## WHAT YOU WILL DO
Continue the farmer cheese Q&A below, picking up right after its last sentence.

## DOCUMENT EXCERPT
Q: What is farmer cheese, and why does it have little or no calcium?
A: Also known as dry curd cottage cheese or baker cheese, this soft cheese is made from milk that is cultured (to curdle it) and then pressed to separate out the liquid whey, leaving behind the solid curds. It has little or no calcium because the calcium drains away with the liquid. So, too, does most of the lactose (milk sugar), making it a good option for people with lactose intolerance.
In effect, farmer cheese is just cottage cheese that is pressed to remove most of the moisture. (Cottage cheese has more calcium because it retains more of the liquid.)

## SUPPLIED RECORDS
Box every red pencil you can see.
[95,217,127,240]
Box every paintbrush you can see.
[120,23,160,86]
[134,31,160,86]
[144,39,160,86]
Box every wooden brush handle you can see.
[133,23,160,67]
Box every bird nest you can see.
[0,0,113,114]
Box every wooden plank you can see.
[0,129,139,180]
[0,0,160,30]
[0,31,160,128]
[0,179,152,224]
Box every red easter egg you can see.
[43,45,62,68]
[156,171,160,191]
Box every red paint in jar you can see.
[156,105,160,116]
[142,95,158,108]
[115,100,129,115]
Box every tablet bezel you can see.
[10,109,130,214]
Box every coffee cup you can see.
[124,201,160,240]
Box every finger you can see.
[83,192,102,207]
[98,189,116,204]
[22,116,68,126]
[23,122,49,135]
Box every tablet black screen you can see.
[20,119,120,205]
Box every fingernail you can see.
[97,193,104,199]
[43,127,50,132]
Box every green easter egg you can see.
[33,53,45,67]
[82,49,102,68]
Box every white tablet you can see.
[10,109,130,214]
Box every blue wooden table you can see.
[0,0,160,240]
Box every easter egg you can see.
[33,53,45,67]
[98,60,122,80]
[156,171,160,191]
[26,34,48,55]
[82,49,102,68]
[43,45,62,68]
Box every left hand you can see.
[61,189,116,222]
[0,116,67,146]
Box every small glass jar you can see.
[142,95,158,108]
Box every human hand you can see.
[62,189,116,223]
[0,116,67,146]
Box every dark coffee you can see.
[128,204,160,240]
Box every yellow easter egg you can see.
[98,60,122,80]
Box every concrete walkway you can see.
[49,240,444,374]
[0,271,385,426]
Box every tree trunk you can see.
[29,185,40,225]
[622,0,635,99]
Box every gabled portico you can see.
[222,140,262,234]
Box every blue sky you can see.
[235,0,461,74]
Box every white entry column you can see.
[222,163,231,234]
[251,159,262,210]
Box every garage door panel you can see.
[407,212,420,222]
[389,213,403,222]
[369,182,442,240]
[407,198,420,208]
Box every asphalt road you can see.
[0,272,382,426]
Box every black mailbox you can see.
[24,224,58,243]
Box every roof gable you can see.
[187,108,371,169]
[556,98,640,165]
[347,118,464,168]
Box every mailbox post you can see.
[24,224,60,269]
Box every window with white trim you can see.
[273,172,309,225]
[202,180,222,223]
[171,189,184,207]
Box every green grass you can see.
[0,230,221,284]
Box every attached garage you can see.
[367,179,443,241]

## ANSWER SPACE
An ounce (two tablespoons) of farmer cheese has about 40 to 50 calories (compared to 75 to 130 in most cheeses), 2 to 3 grams of fat, 3 grams of protein and little cholesterol. It has half the calories and less than one-third the fat of regular cream cheese. Farmer cheese has less sodium than other cheeses— about 120 milligrams per ounce; no-salt- added versions are also available.
There are many variations, made from different milk sources (cow, sheep, goat) and with different textures and flavors. But the cheese is generally mild and moist, yet still dry enough to slice or crumble. You can use it as a substitute for cream cheese, ricotta or feta cheese in recipes; sprinkle it over salads, or spread it on bread.